● WHAT YOU NEED TO DO:
Every entry below has to appear again in your reply, word for word, but no picture may.

● Natural language region descriptions:
★ ★ ★

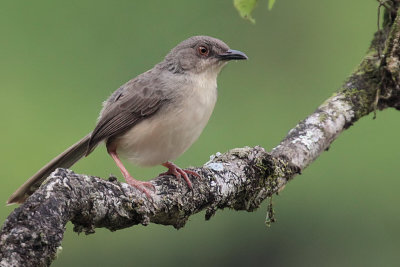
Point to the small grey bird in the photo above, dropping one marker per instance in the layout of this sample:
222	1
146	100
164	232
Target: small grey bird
155	117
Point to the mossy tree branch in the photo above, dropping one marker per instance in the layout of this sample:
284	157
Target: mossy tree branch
239	179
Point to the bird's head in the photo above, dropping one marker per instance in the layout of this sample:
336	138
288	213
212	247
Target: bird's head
200	54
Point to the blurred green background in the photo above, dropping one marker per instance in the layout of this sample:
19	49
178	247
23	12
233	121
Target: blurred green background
60	59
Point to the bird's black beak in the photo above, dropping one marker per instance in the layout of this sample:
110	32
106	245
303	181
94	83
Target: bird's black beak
232	54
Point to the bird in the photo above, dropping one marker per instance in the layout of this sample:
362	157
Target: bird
153	118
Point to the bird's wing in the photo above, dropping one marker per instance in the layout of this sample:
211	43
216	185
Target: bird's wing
129	105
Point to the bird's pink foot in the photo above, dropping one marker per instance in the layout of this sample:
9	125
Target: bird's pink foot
178	172
142	186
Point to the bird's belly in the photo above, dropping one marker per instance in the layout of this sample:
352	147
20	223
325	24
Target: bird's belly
166	135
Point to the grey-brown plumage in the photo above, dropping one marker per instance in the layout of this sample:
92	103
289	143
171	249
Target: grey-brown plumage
154	117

★ ★ ★

● YOUR RESPONSE:
Point to the small grey bird in the photo above, dropping one marker per instance in the layout of this sample:
222	1
146	100
164	232
Target: small grey bird
155	117
Point to the mossy tree branch in the photo above, dropping one marker per instance in the layout of this sample:
284	157
Target: mossy tree branch
239	179
Point to the bird's head in the photo above, dropping one marker per instance in the layout of this sample:
336	138
288	213
212	247
Target: bird's head
200	54
Point to the blurred green background in the photo above, dropping one marker per instance in the layout of this sample:
19	49
178	247
23	12
233	121
Target: blurred green background
60	59
Point to the bird's black beak in the photo above, dropping one marker per instance in the layout of this sample:
110	32
106	245
303	181
94	83
Target: bird's black beak
232	54
Point to the bird in the photo above, dropping one marker per instance in the layout of this sample:
362	157
Target: bird
153	118
Point to the bird's wing in the photo above, dropping one marker per instance in the layout of this sample:
211	43
216	185
Target: bird's wing
129	105
Point to the bird's pink foot in the photo above, dropping one marker per instance in the layout of this sample:
9	125
Target: bird's pink foot
178	172
142	186
Point to the bird's belly in the photo above, dropping one marker per instance in the layout of this sample:
352	147
20	223
325	24
Target: bird's belly
166	135
Point to the grey-brown plumage in the photo above, dropping one marker per instance in the layout of this sample:
92	103
289	143
171	249
Target: grey-brown plumage
154	117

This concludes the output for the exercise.